▶ **Task brief**:
Copy everything from the start of the items down to and including the line that contains "POLYGON ((31 25, 39", leaving out the pictures.

▶ **Provided entries**:

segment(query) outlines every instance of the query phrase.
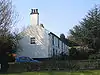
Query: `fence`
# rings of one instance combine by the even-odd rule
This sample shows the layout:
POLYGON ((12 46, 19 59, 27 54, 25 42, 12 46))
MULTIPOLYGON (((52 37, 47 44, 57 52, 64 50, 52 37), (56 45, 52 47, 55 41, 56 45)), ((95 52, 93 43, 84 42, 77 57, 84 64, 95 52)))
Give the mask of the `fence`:
POLYGON ((26 71, 76 71, 100 69, 100 60, 45 61, 42 63, 10 64, 9 72, 26 71))

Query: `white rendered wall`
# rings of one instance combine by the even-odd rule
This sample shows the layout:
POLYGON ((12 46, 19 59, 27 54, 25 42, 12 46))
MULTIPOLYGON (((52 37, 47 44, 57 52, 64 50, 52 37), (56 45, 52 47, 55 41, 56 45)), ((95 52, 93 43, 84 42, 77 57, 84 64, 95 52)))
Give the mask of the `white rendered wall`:
POLYGON ((31 58, 48 58, 49 36, 44 28, 37 26, 29 26, 23 32, 23 38, 20 40, 22 51, 18 56, 28 56, 31 58), (30 44, 30 38, 35 37, 36 44, 30 44))
POLYGON ((31 25, 39 25, 39 15, 31 14, 30 15, 30 23, 31 23, 31 25))

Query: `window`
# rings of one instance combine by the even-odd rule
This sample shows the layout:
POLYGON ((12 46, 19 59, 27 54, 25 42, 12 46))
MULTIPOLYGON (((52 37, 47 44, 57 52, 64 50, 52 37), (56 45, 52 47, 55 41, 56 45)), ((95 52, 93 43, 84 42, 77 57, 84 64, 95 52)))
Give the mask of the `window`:
POLYGON ((30 39, 30 43, 31 43, 31 44, 35 44, 35 37, 32 37, 32 38, 30 39))

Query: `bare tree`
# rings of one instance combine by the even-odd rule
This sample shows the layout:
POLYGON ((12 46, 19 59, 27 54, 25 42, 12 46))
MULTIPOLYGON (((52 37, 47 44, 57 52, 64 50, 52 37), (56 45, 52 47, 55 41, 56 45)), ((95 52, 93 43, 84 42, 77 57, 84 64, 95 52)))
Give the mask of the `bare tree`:
POLYGON ((17 50, 18 47, 19 35, 11 32, 16 21, 12 0, 0 0, 0 64, 6 65, 3 72, 8 68, 7 53, 17 50))

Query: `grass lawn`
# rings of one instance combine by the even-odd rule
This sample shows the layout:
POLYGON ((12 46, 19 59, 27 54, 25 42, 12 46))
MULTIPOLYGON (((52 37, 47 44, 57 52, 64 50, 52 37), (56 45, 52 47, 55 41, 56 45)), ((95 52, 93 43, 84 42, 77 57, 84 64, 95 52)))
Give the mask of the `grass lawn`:
POLYGON ((100 70, 87 70, 81 72, 24 72, 19 74, 17 73, 4 75, 100 75, 100 70))

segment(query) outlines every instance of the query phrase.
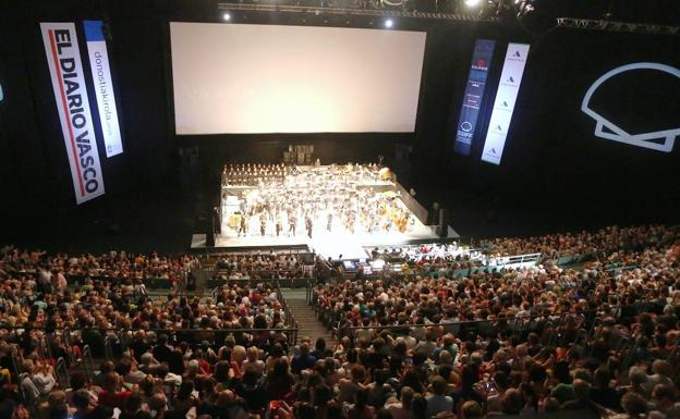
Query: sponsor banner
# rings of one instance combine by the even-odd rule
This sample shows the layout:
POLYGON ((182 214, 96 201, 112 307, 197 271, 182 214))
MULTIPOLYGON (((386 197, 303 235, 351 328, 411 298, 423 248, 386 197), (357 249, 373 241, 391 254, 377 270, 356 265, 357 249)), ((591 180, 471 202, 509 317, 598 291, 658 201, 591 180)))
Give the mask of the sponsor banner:
POLYGON ((40 23, 40 30, 69 156, 75 200, 83 204, 104 195, 104 176, 75 25, 40 23))
POLYGON ((506 61, 500 74, 498 91, 494 101, 494 110, 489 120, 482 160, 500 164, 508 130, 514 112, 514 102, 520 93, 524 65, 529 56, 529 44, 510 44, 506 52, 506 61))
POLYGON ((104 146, 107 157, 113 157, 123 152, 123 143, 113 96, 113 81, 109 69, 109 53, 104 39, 104 23, 101 21, 84 21, 83 26, 87 40, 89 70, 97 97, 97 109, 99 109, 99 122, 104 134, 104 146))
POLYGON ((453 144, 453 151, 460 155, 469 156, 472 148, 477 118, 479 116, 479 106, 484 98, 486 77, 491 65, 495 47, 495 40, 477 39, 475 44, 470 74, 467 75, 467 86, 463 96, 463 106, 456 130, 456 143, 453 144))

▶ **Solution to the problem**:
segment(query) outlines every instance of the query phrase.
Query: `fence`
# rings of one instance combine by the even-odd rule
This sample shows the layout:
POLYGON ((12 46, 19 59, 27 54, 25 42, 12 46))
MULTIPOLYGON (((52 37, 47 44, 57 52, 64 50, 52 37), (56 45, 52 47, 55 41, 56 45)), ((95 52, 93 43, 84 42, 77 57, 84 64, 95 52)))
Give the mask of the `fence`:
POLYGON ((26 71, 76 71, 100 69, 100 60, 45 61, 42 63, 10 64, 9 72, 26 71))

Query: `white rendered wall`
# rings of one instance combine by the even-odd rule
This sample shows the layout:
POLYGON ((12 46, 19 59, 27 54, 25 42, 12 46))
MULTIPOLYGON (((52 37, 47 44, 57 52, 64 50, 52 37), (56 45, 52 47, 55 41, 56 45)), ((95 52, 93 43, 84 42, 77 57, 84 64, 95 52)))
Give the mask of the `white rendered wall`:
POLYGON ((31 58, 48 58, 49 36, 44 28, 37 26, 29 26, 23 32, 23 38, 20 40, 22 51, 18 56, 28 56, 31 58), (30 44, 30 38, 35 37, 36 44, 30 44))
POLYGON ((31 25, 39 25, 39 15, 31 14, 30 15, 30 23, 31 23, 31 25))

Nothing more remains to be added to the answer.